Provided text.
>> Start
To cover the meeting at Earl's Court, we sent a reporter who is not a member of any political party. This is his story:-

This was the British Union's first big indoor meeting in London for over three years. A blue-badged steward told me that they budgeted for an audience of 30,000 people, that everyone had to pay for tickets, and that with a good deal of luck they might break even on the rally.

The Daily Mirror and the Daily Express reported next day that a few minutes after the meeting had begun, officials shouted "There are plenty of free seats," and the crowds rushed in.

The News Chronicle said there were 20,000 people present. The Daily Mirror said "about 10,000 convinced Blackshirts." The Times said the hall, estimated to 30,000, was ''fairly well-filled." [2]

The crowds were already flooding into their places at six-thirty. I should say that they seemed to be a younger than average crowd and—perhaps because they were wearing Sunday suits—better dressed. In the first fifteen rows (where the seats cost 10s. 6d.) there were a few of the fashion-plate type of clubman. The proportion of men to women seemed to be about two to one. I was told that about 5,000 stewards were on hand.

By ten minutes past seven most of the crowd were in their seats and community singing started. The hall was arranged on a red, white and blue colour scheme with large slogans such as "Britons Fight for Britain Only" and "Unite for Peace and People." At the front of the hall was a flight of white cloth-covered steps, stretching from one side to the other, and in the middle was a large pulpit about twenty feet high from which Sir Oswald Mosley was to speak.

At seven-forty, action began. First came the Fascist drum-and-fife band. This was followed in succession by a man carrying a grimy Union Jack (used at the earliest meetings), men (rather poorly dressed) carrying red, white and blue Fascist banners, (drummer girls in blue and grey (the girls on the outside edge being the more attractive), men again in street clothes carrying black and yellow Fascist banners, men carrying Fascist pennants, and, finally, a man carrying a forked ecclesiastical-looking pennant.

The leader speaks.

After a fanfare, Mosley walked the length of the hall. He was dressed in a grey flannel suit. As he passed, you noted the deep-set eyes, twinkling smile, short white teeth, thick neck, well-pomaded black hair. The audience cheered and most saluted.

Stewards and audience salutes.

"Fellow Britons," said Mosley after he mounted the rostrum, "to-night the British people are here." The big meeting was on.

Most of the time I sat next to Mr. and Mrs. B—; B— is a civil engineer. "Don't mention my name, please," he asked. It was the first Fascist meeting he had been to. He had paid ten shillings for his seats and had come up from Carshalton.
>> End
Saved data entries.
>> Start
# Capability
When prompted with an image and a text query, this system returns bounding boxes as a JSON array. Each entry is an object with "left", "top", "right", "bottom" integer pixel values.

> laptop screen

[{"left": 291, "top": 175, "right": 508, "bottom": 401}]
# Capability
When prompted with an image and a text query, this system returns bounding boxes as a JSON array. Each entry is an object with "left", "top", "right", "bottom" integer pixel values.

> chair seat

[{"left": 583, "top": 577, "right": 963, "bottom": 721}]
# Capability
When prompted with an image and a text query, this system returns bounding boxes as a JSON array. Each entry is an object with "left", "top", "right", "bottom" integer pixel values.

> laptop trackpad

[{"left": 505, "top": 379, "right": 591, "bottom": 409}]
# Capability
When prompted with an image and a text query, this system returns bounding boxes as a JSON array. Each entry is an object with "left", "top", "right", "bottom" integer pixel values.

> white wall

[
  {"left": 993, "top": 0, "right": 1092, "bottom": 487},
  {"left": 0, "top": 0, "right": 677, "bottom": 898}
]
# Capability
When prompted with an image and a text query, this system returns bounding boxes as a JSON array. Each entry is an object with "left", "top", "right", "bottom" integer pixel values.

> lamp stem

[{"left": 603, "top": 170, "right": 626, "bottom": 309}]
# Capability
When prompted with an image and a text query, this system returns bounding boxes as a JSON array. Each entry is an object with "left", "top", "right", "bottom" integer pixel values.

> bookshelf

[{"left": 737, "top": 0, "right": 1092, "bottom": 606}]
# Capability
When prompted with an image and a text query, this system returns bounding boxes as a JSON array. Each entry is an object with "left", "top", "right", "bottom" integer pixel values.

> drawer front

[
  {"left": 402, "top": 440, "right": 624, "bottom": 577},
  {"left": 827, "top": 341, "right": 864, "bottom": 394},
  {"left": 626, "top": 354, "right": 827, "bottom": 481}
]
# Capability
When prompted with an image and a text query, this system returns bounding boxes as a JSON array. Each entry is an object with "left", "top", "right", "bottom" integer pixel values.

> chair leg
>> End
Tasks to perform.
[1] Set down the passage of the Earl's Court meeting report between "The leader speaks." and "up from Carshalton.", inclusive.
[2] In the Earl's Court meeting report, what was Mosley wearing when he walked the length of the hall?

Answers for the tasks.
[1]
The leader speaks.

After a fanfare, Mosley walked the length of the hall. He was dressed in a grey flannel suit. As he passed, you noted the deep-set eyes, twinkling smile, short white teeth, thick neck, well-pomaded black hair. The audience cheered and most saluted.

Stewards and audience salutes.

"Fellow Britons," said Mosley after he mounted the rostrum, "to-night the British people are here." The big meeting was on.

Most of the time I sat next to Mr. and Mrs. B—; B— is a civil engineer. "Don't mention my name, please," he asked. It was the first Fascist meeting he had been to. He had paid ten shillings for his seats and had come up from Carshalton.

[2] A grey flannel suit.